-- START OF Material provided --

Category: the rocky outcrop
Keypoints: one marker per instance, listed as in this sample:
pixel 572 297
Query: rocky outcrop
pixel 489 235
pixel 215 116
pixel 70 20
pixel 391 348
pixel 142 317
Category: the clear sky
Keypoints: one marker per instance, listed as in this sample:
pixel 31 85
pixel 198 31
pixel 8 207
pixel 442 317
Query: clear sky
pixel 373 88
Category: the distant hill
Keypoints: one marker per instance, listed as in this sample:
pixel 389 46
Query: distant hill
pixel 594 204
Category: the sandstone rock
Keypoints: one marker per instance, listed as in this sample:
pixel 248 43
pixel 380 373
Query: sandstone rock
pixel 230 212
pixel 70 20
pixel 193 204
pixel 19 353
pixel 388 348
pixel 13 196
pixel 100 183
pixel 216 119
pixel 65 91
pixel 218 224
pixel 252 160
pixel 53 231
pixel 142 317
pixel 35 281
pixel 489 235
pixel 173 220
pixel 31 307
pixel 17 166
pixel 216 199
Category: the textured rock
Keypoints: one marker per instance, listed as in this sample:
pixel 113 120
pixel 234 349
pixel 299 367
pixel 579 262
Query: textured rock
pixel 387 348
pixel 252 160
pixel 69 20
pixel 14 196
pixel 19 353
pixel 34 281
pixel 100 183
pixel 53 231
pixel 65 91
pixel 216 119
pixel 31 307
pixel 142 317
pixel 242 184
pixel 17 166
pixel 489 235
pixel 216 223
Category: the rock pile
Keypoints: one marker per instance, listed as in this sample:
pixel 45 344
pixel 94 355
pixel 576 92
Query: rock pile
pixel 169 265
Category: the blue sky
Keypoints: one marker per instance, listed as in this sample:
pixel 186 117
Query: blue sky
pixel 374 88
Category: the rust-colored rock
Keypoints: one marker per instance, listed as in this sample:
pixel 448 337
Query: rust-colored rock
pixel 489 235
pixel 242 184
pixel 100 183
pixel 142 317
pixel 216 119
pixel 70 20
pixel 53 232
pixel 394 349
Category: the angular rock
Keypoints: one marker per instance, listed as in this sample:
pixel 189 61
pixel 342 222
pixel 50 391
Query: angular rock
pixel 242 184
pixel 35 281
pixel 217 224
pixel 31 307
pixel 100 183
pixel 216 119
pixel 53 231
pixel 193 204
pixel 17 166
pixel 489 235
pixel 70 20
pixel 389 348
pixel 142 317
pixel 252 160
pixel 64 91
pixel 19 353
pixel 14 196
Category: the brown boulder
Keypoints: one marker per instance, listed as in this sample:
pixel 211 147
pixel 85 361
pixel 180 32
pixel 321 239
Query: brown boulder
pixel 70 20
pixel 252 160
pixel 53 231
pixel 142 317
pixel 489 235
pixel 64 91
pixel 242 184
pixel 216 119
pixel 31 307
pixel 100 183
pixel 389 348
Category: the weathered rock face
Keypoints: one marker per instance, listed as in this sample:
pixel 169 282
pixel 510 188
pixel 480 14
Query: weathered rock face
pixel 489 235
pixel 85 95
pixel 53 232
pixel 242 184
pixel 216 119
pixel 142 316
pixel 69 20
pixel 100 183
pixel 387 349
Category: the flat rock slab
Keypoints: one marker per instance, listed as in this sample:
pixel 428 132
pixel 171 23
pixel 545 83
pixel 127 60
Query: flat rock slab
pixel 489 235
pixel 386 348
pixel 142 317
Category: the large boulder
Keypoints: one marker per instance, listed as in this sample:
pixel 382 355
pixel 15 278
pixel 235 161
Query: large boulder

-- END OF Material provided --

**Task description:** Write out the whole listing above again, with every line unchanged.

**Complete answer:**
Category: the rocky outcrop
Keypoints: one marker per instance, listed as in this sample:
pixel 572 297
Query: rocky outcrop
pixel 489 235
pixel 215 116
pixel 70 20
pixel 391 348
pixel 142 317
Category: the clear sky
Keypoints: one marker per instance, listed as in this sample:
pixel 31 85
pixel 198 31
pixel 8 207
pixel 442 317
Query: clear sky
pixel 373 88
Category: the distant hill
Keypoints: one marker per instance, listed as in this sample:
pixel 389 46
Query: distant hill
pixel 594 204
Category: the sandstone rock
Keypoints: one marker per instance, listed as in this sample:
pixel 248 43
pixel 380 373
Query: sandstone rock
pixel 230 212
pixel 70 20
pixel 193 204
pixel 19 353
pixel 388 348
pixel 13 196
pixel 100 183
pixel 216 119
pixel 65 91
pixel 218 224
pixel 252 160
pixel 53 231
pixel 142 317
pixel 35 281
pixel 489 235
pixel 173 220
pixel 31 307
pixel 17 166
pixel 216 199
Category: the textured rock
Keypoints: one marker per instance, listed as in this sample:
pixel 113 120
pixel 234 349
pixel 299 367
pixel 579 262
Query: textured rock
pixel 387 348
pixel 252 160
pixel 69 20
pixel 14 196
pixel 19 353
pixel 34 281
pixel 100 183
pixel 53 231
pixel 65 91
pixel 216 119
pixel 31 307
pixel 142 317
pixel 242 184
pixel 17 166
pixel 489 235
pixel 216 223
Category: the rock pile
Keypoints: one marker per instance, listed as in this sample:
pixel 45 344
pixel 94 355
pixel 576 92
Query: rock pile
pixel 169 265
Category: the blue sky
Keypoints: one marker per instance, listed as in this sample:
pixel 186 117
Query: blue sky
pixel 374 88
Category: the rust-colored rock
Keypoints: one marker per instance, listed as in this sample:
pixel 448 337
Query: rust-colored rock
pixel 489 235
pixel 242 184
pixel 100 183
pixel 142 317
pixel 216 119
pixel 70 20
pixel 53 232
pixel 394 349
Category: the angular rock
Keypoints: one marker per instance, listed as in this sample:
pixel 189 61
pixel 342 222
pixel 50 391
Query: angular rock
pixel 242 184
pixel 35 281
pixel 217 224
pixel 31 307
pixel 100 183
pixel 216 119
pixel 53 231
pixel 193 204
pixel 17 166
pixel 489 235
pixel 70 20
pixel 389 348
pixel 142 317
pixel 252 160
pixel 64 91
pixel 19 353
pixel 14 196
Category: the brown boulder
Keypoints: one marker per instance, listed as in this sample:
pixel 211 147
pixel 85 361
pixel 180 32
pixel 321 239
Query: brown boulder
pixel 70 20
pixel 252 160
pixel 53 231
pixel 142 317
pixel 489 235
pixel 64 91
pixel 242 184
pixel 216 119
pixel 31 307
pixel 100 183
pixel 389 348
Category: the weathered rock face
Keypoints: one marker per instance, listed as in this sample:
pixel 169 282
pixel 510 188
pixel 480 14
Query: weathered rock face
pixel 489 235
pixel 85 95
pixel 53 232
pixel 242 184
pixel 216 119
pixel 142 316
pixel 69 20
pixel 100 183
pixel 387 349
Category: the flat rock slab
Keypoints: one marker per instance, listed as in this sample:
pixel 428 132
pixel 171 23
pixel 545 83
pixel 127 60
Query: flat rock slab
pixel 489 235
pixel 386 348
pixel 142 317
Category: the large boulder
Keypoints: one marker per instance, listed as in this sample:
pixel 382 355
pixel 15 278
pixel 235 161
Query: large boulder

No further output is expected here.